- **Brief 1**
Copy out the passage on merging SQL databases, starting at "In my practice" and ending at "Name nvarchar(128)".

- **Passage shown**
┌────────
Merge SQL databases
Imagine you have 2 databases with identical schema. These databases were working for different application instances for some time. And now you need to merge them together for some reason.
You can use different tools to achieve this goal. For example dbForge Data Compare or SQL Data Compare. But these tools cost money and if you don’t merge databases every day this is probably not an option for you. Also these tools does not know full specific of your database structure including unique indexes, check constraints and triggers.
Another big deal is identity columns that are using as primary keys. For two databases these keys can be same but represent different entities.
In my practice I face database merge task second time and here is how I handle it.
Step 1. Identify tables that must be merged.
If you need to merge only several tables of hundred you probably don’t want to have a deal with full database schema. You also definitely want to skip lookup tables such as “AddressType” it it holds only records like “1 | Home” and “2 | Business”.
use TargetDB;
go
declare @TablesToImport table
(
Name nvarchar(128)
)
insert into @TablesToImport (Name) values
('Users'), ('Orders'), ('Products'), ('Categories')
Step 2. Get information about identity columns.
└────────
- **Brief 2**
Put the lines of the entries below into a JSON list of strings, starting at the line that contains "the yellow fabric" and ending at the line that contains "left=20, top=16, right=58, bottom=55", with both of those lines included. Use one string per line and leave out blank lines.

- **Records**
┌────────
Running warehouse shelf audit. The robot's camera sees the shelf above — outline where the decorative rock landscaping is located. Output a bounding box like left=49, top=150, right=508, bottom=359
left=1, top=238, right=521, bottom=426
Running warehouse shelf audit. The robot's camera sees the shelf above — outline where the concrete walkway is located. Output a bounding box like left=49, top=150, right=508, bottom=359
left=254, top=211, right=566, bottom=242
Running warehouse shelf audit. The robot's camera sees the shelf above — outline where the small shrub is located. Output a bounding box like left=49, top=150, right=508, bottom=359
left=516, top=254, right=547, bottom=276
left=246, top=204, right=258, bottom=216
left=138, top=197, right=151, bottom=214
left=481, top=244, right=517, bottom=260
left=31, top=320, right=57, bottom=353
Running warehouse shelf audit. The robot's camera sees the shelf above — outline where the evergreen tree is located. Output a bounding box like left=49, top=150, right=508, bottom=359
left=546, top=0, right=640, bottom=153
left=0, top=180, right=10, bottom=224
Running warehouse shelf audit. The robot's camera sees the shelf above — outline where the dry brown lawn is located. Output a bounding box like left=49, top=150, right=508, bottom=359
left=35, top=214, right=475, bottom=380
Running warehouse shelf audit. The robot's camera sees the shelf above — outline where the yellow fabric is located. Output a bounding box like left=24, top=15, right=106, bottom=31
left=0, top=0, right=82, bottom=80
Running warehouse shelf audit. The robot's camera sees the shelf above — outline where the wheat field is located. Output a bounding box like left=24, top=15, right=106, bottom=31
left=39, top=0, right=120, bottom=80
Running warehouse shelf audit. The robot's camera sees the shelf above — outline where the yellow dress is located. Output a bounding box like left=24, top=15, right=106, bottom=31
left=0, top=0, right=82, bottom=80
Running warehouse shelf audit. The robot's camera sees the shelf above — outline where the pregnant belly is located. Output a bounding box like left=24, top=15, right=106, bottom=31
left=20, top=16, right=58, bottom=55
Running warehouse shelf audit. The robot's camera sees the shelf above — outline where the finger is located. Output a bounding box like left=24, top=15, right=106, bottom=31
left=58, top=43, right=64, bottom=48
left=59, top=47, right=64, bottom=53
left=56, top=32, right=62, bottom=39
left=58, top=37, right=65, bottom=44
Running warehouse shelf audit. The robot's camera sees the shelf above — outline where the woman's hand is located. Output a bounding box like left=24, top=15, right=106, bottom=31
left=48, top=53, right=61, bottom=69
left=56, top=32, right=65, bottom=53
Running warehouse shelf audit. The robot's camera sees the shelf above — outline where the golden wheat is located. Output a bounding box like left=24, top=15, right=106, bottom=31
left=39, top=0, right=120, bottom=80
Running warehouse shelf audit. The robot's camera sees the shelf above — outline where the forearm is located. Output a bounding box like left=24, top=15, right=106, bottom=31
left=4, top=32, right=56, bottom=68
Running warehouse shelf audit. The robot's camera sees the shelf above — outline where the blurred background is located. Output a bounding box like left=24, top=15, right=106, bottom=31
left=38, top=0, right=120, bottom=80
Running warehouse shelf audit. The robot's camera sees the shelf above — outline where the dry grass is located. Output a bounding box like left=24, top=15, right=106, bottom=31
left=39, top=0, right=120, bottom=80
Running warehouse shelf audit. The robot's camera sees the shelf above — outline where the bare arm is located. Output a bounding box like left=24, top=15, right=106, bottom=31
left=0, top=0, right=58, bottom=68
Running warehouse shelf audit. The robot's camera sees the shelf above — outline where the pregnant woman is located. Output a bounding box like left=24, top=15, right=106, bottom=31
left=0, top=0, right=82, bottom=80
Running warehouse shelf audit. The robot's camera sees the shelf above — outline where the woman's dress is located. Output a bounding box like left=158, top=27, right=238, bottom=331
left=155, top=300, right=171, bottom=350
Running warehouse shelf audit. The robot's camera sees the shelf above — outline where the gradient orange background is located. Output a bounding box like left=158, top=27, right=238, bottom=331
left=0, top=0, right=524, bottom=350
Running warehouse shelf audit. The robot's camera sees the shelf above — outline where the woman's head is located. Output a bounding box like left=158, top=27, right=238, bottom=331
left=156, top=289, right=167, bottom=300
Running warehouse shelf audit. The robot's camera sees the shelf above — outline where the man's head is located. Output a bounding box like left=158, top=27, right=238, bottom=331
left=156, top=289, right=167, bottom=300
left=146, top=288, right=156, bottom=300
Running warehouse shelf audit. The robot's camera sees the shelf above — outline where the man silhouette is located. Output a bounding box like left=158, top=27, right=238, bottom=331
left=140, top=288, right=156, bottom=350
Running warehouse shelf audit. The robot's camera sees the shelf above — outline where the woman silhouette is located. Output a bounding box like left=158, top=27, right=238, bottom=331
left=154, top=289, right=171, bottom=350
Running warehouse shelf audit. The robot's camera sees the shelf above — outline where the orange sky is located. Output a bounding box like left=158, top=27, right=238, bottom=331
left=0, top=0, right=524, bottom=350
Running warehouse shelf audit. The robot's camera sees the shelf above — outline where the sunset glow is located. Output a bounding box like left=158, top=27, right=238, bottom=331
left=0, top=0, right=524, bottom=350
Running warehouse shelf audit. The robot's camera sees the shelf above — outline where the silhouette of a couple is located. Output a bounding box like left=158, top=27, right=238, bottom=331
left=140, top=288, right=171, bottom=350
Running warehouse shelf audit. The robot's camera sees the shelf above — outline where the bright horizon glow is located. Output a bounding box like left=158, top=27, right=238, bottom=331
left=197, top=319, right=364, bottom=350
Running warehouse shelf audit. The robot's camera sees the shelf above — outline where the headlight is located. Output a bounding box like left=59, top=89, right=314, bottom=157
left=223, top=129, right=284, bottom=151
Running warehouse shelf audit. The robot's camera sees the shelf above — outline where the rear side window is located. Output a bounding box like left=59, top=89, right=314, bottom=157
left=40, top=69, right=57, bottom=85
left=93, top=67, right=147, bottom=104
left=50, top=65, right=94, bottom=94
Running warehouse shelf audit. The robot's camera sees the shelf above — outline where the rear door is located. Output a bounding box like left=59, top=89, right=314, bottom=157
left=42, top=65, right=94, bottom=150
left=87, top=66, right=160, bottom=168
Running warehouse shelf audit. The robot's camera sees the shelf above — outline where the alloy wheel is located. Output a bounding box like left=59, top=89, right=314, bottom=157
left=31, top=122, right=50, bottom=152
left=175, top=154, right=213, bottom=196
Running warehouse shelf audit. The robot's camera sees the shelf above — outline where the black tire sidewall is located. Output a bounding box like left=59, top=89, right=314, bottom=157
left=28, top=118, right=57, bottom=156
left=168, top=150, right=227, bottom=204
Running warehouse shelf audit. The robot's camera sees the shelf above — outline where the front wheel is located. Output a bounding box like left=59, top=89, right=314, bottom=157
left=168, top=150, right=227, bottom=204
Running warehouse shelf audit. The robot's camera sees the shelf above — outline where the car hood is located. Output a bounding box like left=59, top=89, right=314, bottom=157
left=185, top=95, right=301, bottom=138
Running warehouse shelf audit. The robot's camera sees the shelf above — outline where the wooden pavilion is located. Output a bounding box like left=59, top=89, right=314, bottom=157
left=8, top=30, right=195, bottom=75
└────────
- **Complete output 1**
In my practice I face database merge task second time and here is how I handle it.
Step 1. Identify tables that must be merged.
If you need to merge only several tables of hundred you probably don’t want to have a deal with full database schema. You also definitely want to skip lookup tables such as “AddressType” it it holds only records like “1 | Home” and “2 | Business”.
use TargetDB;
go
declare @TablesToImport table
(
Name nvarchar(128)

- **Complete output 2**
[
  "Running warehouse shelf audit. The robot's camera sees the shelf above — outline where the yellow fabric is located. Output a bounding box like left=24, top=15, right=106, bottom=31",
  "left=0, top=0, right=82, bottom=80",
  "Running warehouse shelf audit. The robot's camera sees the shelf above — outline where the wheat field is located. Output a bounding box like left=24, top=15, right=106, bottom=31",
  "left=39, top=0, right=120, bottom=80",
  "Running warehouse shelf audit. The robot's camera sees the shelf above — outline where the yellow dress is located. Output a bounding box like left=24, top=15, right=106, bottom=31",
  "left=0, top=0, right=82, bottom=80",
  "Running warehouse shelf audit. The robot's camera sees the shelf above — outline where the pregnant belly is located. Output a bounding box like left=24, top=15, right=106, bottom=31",
  "left=20, top=16, right=58, bottom=55"
]